### What the task asks
Will you return, word for word, only the lines from the top of the data below down to and including the one with "box: [397, 897, 954, 1210]"?

### Stored data
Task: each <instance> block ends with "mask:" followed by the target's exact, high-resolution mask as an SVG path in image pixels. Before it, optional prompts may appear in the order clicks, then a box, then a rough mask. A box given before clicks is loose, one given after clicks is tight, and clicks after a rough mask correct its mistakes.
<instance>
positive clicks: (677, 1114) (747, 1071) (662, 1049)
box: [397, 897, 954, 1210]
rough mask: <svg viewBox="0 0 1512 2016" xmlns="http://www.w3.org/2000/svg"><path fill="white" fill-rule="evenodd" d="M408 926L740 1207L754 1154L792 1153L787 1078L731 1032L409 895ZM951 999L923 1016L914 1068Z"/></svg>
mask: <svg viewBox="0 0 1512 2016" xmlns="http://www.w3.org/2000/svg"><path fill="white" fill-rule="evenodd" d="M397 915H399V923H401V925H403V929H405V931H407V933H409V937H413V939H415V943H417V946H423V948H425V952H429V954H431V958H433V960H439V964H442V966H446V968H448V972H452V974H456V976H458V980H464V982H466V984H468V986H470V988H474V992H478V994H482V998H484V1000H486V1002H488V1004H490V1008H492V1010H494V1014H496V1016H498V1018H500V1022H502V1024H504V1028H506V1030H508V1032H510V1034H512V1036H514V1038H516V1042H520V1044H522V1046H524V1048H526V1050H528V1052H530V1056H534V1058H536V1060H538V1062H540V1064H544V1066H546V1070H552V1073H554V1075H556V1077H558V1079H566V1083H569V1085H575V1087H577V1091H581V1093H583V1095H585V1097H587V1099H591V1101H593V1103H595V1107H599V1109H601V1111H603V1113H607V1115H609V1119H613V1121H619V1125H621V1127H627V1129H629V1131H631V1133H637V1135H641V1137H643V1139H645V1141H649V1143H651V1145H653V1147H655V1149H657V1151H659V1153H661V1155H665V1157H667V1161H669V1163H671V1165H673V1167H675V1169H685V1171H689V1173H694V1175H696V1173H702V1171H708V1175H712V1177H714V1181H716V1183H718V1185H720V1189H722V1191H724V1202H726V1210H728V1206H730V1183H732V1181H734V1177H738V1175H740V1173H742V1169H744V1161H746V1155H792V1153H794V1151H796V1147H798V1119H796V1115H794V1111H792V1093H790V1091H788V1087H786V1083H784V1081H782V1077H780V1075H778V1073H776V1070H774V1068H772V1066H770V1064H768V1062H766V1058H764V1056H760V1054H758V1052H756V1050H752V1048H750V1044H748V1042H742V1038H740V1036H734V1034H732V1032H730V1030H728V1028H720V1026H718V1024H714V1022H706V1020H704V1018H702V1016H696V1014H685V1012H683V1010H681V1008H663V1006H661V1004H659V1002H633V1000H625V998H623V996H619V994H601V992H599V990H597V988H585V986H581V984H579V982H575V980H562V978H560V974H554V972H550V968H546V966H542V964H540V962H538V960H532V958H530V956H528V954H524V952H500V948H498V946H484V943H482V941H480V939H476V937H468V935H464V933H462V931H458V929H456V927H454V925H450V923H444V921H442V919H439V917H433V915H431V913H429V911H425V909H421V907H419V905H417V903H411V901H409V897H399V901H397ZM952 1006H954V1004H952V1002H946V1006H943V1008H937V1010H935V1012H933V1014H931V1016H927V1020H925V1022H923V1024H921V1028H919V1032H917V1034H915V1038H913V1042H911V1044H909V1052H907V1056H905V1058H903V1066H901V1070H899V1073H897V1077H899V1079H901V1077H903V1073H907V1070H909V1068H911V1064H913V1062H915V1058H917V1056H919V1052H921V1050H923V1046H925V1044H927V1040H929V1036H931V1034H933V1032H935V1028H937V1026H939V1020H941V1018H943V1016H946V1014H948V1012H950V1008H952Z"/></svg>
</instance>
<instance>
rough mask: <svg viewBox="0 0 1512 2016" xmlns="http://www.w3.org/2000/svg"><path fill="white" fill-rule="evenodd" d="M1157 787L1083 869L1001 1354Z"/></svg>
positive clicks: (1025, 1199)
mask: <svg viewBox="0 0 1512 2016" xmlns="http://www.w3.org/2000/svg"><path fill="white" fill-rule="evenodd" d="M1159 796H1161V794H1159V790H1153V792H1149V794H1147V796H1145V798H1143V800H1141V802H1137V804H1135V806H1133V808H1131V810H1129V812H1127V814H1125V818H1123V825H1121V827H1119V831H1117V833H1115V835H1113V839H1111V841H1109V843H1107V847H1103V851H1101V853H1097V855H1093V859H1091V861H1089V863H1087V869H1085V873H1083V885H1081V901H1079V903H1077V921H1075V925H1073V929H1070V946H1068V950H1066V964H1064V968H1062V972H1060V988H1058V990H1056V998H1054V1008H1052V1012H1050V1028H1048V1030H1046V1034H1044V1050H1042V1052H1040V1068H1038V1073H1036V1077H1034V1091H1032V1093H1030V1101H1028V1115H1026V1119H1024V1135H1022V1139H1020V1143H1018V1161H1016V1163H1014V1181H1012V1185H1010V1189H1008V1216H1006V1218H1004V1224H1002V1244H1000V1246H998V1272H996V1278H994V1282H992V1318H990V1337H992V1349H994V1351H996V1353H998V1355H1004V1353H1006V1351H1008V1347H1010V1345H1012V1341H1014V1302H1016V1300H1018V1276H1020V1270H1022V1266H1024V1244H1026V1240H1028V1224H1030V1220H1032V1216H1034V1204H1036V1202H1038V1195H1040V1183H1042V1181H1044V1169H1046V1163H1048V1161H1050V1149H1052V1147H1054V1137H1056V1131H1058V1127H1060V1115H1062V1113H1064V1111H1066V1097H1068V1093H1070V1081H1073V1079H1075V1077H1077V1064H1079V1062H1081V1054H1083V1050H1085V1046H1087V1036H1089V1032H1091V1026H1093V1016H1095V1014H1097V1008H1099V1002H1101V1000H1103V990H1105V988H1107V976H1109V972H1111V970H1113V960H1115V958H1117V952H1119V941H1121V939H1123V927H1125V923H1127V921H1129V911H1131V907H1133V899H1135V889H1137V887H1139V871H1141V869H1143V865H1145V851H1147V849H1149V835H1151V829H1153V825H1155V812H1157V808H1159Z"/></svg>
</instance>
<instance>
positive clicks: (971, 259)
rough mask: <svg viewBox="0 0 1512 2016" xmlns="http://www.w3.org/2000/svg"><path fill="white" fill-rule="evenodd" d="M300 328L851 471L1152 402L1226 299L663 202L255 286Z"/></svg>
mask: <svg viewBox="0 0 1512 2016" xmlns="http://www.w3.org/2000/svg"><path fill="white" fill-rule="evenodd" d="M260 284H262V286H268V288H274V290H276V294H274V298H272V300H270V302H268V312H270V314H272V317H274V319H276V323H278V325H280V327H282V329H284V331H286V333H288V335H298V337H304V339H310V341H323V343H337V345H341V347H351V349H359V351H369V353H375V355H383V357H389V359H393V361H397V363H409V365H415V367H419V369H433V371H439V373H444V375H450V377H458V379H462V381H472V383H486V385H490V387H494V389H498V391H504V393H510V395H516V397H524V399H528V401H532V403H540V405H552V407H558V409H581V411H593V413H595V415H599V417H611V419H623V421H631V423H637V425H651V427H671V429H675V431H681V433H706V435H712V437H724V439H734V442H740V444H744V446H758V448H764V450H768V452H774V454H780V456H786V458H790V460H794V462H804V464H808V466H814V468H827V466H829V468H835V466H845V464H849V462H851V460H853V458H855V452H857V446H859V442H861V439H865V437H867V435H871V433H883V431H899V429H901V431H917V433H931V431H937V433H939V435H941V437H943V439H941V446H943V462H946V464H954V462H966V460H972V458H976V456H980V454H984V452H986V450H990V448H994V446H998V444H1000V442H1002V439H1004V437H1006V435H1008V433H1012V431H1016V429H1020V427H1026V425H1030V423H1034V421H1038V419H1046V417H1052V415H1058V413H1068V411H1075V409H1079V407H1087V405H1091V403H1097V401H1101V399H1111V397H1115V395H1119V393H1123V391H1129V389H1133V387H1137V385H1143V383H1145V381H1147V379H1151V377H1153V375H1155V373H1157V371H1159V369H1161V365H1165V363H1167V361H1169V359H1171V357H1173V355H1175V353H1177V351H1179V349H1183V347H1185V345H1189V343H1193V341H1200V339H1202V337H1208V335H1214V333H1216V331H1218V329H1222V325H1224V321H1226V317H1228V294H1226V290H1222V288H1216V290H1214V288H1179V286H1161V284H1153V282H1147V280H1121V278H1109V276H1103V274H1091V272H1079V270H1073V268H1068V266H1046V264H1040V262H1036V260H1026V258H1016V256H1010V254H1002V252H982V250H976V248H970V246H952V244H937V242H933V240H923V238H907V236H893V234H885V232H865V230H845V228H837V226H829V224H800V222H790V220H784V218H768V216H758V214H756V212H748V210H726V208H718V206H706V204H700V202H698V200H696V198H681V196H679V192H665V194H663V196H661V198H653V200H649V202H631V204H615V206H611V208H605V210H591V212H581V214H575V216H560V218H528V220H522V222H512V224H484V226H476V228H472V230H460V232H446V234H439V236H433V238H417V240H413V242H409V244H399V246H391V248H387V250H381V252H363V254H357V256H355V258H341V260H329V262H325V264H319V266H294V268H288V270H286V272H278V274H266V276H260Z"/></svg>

### Expected answer
Task: each <instance> block ends with "mask:" followed by the target's exact, high-resolution mask as an SVG path in image pixels. Before it, optional prompts may appear in the order clicks, then a box, then a rough mask. A box given before clicks is loose, one given after clicks is tight, and clicks after a rough mask correct its mistakes.
<instance>
positive clicks: (677, 1114) (747, 1071) (662, 1049)
box: [397, 897, 954, 1210]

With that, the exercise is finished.